* **Document excerpt**
.....

So yes, quite the grumpy little bastard the other day, wasn't I?
I think I'm allowed. I've had friends tell me I tend to be at my most entertaining when I'm foaming at the mouth about something. Apparently I was very entertaining during my post-university days when the combination of unemployment, living at home and no girlfriend made me a walking entertainment unit.
Anyway, when I'm in a bad mood like I was on Wednesday, I fall back on the surefire cure to put me in a better mood....comic books.
You may mock, but comics always make me happy. They have ever since I was a kid. It's the reason why I still read them nearly 35 years after I started. And hey, last week I got a Big Box of Comics from Chapters, which always makes me happy. Here's what I got.
It might seem like a lot, but my last order was two or three months ago. Once upon a time I used to go to Downtown Comics and drop $50 a week without batting an eye. So probably around $200 a month in comics. Now I drop that once every three months on graphic novels. I have more money, and I buy fewer comics. Funny how that works.
So let's say a few things about this batch, shall we?
Absolute Planetary, Vol II - I have been waiting, no kidding, more than five years for this book to come out. I stopped buying Planetary, the singles, in 2005 when I moved to Iqaluit. That, combined with the deeply erratic publishing schedule meant I had quite the wait to see how this series ends. And considering I view this as one of the best comics of the past 20 years, it's particularly torturous.

.....

* **Listing**
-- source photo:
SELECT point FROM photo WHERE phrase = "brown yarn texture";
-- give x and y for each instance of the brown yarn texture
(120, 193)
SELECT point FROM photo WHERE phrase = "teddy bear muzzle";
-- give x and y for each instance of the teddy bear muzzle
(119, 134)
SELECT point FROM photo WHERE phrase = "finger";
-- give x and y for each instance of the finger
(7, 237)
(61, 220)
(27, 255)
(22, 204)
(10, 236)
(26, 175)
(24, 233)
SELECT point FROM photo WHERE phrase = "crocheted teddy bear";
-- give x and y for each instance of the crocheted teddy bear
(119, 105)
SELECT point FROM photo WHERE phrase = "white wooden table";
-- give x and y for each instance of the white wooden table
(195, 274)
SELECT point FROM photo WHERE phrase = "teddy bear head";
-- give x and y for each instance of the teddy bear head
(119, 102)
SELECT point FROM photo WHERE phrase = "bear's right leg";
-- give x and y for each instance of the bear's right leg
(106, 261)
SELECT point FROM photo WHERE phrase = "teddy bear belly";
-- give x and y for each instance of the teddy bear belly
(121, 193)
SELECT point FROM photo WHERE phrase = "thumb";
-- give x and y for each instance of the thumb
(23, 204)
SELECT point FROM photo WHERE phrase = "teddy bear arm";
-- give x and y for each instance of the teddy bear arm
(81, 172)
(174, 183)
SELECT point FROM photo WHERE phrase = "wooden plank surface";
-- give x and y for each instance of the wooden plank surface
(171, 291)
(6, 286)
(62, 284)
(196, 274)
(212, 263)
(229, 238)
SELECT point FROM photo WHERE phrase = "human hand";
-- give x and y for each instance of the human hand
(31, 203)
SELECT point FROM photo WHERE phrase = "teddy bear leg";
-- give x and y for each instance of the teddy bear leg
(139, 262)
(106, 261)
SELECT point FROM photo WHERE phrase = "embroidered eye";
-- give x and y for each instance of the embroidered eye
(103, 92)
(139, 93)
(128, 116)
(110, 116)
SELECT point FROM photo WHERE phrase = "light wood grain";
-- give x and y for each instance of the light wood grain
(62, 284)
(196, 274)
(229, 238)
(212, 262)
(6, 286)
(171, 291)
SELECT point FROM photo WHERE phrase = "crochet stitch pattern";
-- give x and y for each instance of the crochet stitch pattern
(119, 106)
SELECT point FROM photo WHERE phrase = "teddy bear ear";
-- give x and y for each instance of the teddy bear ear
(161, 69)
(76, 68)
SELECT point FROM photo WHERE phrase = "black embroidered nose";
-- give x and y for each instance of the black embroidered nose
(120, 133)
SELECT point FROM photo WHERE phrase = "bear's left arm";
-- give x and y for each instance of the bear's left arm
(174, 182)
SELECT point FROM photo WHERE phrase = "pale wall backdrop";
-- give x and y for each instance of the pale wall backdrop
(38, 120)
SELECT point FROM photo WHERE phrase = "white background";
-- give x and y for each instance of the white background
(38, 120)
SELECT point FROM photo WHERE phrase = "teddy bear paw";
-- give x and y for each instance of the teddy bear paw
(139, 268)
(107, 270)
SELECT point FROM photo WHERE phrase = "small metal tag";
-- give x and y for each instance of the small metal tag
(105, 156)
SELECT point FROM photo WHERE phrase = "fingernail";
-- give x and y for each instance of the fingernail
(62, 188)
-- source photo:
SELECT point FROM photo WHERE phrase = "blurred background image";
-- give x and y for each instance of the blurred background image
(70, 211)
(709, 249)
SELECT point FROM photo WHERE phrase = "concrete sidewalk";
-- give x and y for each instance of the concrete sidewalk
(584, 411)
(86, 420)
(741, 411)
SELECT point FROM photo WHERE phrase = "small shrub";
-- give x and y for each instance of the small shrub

.....

* **Problems to work on**
1) Give the comic book blog post's passage again, starting with "You may mock, but" and going on through "batch, shall we?", and switch "three months" to "four months" throughout it.
2) According to the comic book blog post, where did the writer move in 2005?
3) Using the comic book blog post, mark each statement yes or no, and quote the words that decide it.
(a) The writer's last order was placed two or three months earlier.
(b) The writer now buys more comics than in the past.
(c) The writer stopped buying the Planetary singles in 2005.
The records were drawn from a different source than the blog post.

* **Outputs**
1)
You may mock, but comics always make me happy. They have ever since I was a kid. It's the reason why I still read them nearly 35 years after I started. And hey, last week I got a Big Box of Comics from Chapters, which always makes me happy. Here's what I got.
It might seem like a lot, but my last order was two or four months ago. Once upon a time I used to go to Downtown Comics and drop $50 a week without batting an eye. So probably around $200 a month in comics. Now I drop that once every four months on graphic novels. I have more money, and I buy fewer comics. Funny how that works.
So let's say a few things about this batch, shall we?

2) Iqaluit.

3)
(a) Yes: "my last order was two or three months ago."
(b) No: "I have more money, and I buy fewer comics."
(c) Yes: "I stopped buying Planetary, the singles, in 2005"